Would you restate, exactly as they appear, the lines from the one containing "Expected: one point per instance of the turquoise" through the end of the data below?

#### RECORDED INFORMATION
--- BEGIN ---

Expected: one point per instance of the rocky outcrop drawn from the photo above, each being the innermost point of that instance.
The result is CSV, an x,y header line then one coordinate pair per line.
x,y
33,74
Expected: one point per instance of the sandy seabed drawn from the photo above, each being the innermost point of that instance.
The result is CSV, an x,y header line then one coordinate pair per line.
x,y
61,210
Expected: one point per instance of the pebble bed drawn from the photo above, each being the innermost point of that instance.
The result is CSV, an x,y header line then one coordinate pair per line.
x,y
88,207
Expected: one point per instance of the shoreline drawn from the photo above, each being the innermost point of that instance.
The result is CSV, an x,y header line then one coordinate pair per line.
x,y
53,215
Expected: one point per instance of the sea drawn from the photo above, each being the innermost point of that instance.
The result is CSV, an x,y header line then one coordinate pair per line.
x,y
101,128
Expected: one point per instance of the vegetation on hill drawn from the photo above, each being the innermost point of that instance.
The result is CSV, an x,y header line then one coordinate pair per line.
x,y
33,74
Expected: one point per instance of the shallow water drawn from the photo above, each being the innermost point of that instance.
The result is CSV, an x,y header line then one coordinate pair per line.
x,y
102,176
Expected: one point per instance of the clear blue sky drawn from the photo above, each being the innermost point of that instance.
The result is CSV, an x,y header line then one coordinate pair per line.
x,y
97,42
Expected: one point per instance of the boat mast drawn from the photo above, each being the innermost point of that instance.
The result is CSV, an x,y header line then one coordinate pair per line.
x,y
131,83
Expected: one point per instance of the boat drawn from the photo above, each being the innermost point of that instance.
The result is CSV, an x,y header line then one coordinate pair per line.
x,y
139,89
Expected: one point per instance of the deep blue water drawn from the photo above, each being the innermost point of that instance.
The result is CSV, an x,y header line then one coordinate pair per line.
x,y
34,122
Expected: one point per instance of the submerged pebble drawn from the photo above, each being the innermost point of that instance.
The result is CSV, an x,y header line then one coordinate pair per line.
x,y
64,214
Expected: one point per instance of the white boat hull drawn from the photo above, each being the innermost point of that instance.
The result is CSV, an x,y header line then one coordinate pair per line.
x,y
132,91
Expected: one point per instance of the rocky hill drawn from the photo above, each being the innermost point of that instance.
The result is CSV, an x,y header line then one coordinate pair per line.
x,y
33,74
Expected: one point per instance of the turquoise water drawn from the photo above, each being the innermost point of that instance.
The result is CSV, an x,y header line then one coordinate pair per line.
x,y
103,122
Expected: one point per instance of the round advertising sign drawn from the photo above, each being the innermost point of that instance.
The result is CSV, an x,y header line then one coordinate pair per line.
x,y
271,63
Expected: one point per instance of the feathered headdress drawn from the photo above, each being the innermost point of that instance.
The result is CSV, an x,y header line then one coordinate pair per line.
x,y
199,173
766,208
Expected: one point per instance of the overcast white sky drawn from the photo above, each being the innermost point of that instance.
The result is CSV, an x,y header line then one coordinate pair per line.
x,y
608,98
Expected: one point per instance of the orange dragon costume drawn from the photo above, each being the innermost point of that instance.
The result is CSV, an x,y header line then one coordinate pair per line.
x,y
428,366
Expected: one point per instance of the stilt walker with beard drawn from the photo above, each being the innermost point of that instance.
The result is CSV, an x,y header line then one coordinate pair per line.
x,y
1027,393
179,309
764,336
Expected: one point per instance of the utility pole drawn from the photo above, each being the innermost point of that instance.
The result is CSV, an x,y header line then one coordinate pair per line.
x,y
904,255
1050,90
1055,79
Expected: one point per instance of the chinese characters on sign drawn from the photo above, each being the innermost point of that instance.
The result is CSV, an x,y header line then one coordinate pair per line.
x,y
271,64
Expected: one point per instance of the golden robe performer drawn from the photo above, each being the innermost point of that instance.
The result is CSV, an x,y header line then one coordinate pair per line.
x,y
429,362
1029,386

--- END ---

#### TASK ANSWER
Expected: one point per instance of the turquoise water drawn from the photo above, each being the innermost point of that instance.
The result is CSV, an x,y header line then one coordinate pair per line.
x,y
103,122
Expected: one point per instance of the round advertising sign drawn from the photo above, each being the innermost point of that instance.
The result is CSV, an x,y header line then one coordinate pair per line.
x,y
271,63
Expected: one point per instance of the feathered headdress drawn from the photo above, each being the innermost point of that instance.
The result is CSV, an x,y header line then one coordinate pair per line.
x,y
199,173
766,208
Expected: one point per instance of the overcast white sky drawn from the photo above, each being the innermost point of that instance.
The result is CSV, an x,y header line then one coordinate pair per line.
x,y
608,98
Expected: one point per instance of the orange dragon costume drawn from the photo above, each being the innermost point of that instance.
The result is CSV, an x,y header line then one coordinate pair per line.
x,y
428,366
Expected: one point per instance of the stilt walker with beard drawn from the photo above, each being the innermost point of that instance.
The result is CSV, an x,y header line then one coordinate pair per line.
x,y
1027,393
179,309
764,336
Expected: one point per instance of the utility pole drawn from the photo above, each being the innermost point of that instance.
The result is CSV, an x,y header line then one coordinate pair per line.
x,y
904,255
1050,90
1055,79
Expected: one point per instance of the chinese characters on sign drawn from the photo above, each being the innermost point of that instance.
The result is CSV, an x,y header line then one coordinate pair per line.
x,y
271,64
Expected: one point per instance of the golden robe performer drawn from the photo above, each being the innermost point of that instance.
The result is CSV, an x,y header line then one coordinate pair per line.
x,y
429,362
1029,386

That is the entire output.